• Work to be completed:
Each line shown below should be copied exactly.

- - - - -

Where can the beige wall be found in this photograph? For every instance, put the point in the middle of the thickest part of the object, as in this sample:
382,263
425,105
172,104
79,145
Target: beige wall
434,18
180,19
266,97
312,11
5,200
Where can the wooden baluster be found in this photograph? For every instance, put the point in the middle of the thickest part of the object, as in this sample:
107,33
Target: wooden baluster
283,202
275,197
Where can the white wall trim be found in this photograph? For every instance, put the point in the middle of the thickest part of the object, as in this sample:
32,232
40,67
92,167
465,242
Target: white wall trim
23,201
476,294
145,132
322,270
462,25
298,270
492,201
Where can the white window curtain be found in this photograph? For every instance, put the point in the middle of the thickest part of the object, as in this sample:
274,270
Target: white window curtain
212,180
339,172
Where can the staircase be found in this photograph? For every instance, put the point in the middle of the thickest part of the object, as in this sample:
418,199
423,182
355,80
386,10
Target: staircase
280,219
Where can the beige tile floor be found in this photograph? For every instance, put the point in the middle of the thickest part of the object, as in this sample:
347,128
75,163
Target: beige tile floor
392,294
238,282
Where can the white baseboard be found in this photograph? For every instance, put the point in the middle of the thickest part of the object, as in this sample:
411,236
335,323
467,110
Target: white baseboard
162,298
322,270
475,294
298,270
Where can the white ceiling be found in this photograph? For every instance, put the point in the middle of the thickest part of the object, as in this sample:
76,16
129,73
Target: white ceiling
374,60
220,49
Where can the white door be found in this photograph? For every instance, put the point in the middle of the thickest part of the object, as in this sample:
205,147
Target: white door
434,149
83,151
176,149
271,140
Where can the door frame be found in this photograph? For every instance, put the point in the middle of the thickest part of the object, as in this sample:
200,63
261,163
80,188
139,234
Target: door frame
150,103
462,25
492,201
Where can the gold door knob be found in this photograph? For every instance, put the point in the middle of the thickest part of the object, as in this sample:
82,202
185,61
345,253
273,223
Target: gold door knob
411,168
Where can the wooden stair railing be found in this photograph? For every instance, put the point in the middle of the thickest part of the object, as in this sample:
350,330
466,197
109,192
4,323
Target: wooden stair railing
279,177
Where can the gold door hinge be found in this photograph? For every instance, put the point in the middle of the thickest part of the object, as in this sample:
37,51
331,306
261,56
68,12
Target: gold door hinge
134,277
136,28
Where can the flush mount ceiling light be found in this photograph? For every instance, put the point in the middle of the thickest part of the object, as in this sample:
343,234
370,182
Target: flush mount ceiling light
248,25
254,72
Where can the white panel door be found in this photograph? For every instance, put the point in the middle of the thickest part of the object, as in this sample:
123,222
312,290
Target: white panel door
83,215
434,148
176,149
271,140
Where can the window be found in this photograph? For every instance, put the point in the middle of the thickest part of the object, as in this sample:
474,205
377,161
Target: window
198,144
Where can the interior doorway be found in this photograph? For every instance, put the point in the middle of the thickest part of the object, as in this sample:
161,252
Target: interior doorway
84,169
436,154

- - - - -

• The completed task:
Where can the beige wall be found in this photograph? For every instance, put the point in the middle of the thickest part of the object, as in this sample:
382,263
425,105
172,104
79,145
Target: beige wall
434,18
180,19
266,97
312,11
5,200
Where can the wooden baluster be found in this photograph? For every instance, put the point in the middle of the thickest part of the object, as in this sample:
107,33
Target: wooden baluster
283,202
275,197
Where can the white wall trim be found in this photograph? For every instance, put the point in the middle of the thickest part of the object, as in this sample:
32,232
40,67
92,167
465,242
Target: white wall trim
23,201
476,294
145,132
322,270
462,25
298,270
492,201
Where can the white window curtain be found in this photograph? For every instance, put the point in the middle of the thickest part of the object, as in this sample:
274,270
Target: white window curtain
212,180
339,172
Where can the staircase be found in this photograph? For every instance, put the point in the middle of the thickest part of the object, as in this sample:
418,199
423,182
355,80
386,10
Target: staircase
280,219
Where can the beige tile floor be found in this photograph? For every instance, put the point in the middle of the thickest part of the object, as in this sample:
347,128
75,163
Target: beige tile floor
392,294
238,282
Where can the white baseboard be found in this photograph? For every instance, put the point in the middle of the thickest part of the object, as in this sample:
411,236
335,323
467,110
Target: white baseboard
162,298
322,270
475,294
298,270
Where can the white ceiling be found in this photograph? For every instance, put the point in the middle of the thickest part of the object, as in this sample:
76,16
129,73
Target: white ceiling
374,60
220,49
Where can the white door be found in this photograph? For every instance, put the point in the middle of the thickest part of the object, as in this sample:
205,147
Target: white door
434,149
83,151
176,149
271,140
Where can the door frame be found in this photograph? For every instance, put the point in the middle of the thickest part of the object, as in this sample:
200,63
261,163
80,188
139,234
Target: door frame
150,103
462,25
492,201
Where can the gold door knob be found in this photograph? For every instance, put the point in the middle of the thickest part of the object, as in this sample:
82,202
185,61
345,253
273,223
Target: gold door knob
411,168
Where can the wooden stair railing be found in this photograph? For every instance, put the point in the middle of the thickest part of the object, as in this sample:
350,330
466,197
109,192
4,323
Target: wooden stair railing
279,177
Where can the gold door hinge be found in this photograph? For every instance, put the point in the middle of the thickest part of the object, as in this sample:
37,51
331,306
261,56
68,12
Target: gold door hinge
134,277
136,28
Where can the flush mount ceiling light be found in this photograph? For every instance, put the point in the middle of the thickest part of the object, as in this sample:
343,234
370,182
Target: flush mount ceiling light
248,25
254,72
Where can the white panel door be found in this photograph? For every instance, put the point in the middle of the thickest part of the object, as in this sample:
123,222
312,290
Target: white panel door
83,215
434,148
176,149
271,140
Where can the window be found in this photograph? For every instance, put the point in the middle of the thickest part of the object, as in this sample:
474,205
377,161
Target: window
198,144
Where can the interior doorway be found in this photograph? For every instance, put the point in the middle of the thickest part of the object, as in this sample:
161,252
Target: interior doorway
84,169
436,154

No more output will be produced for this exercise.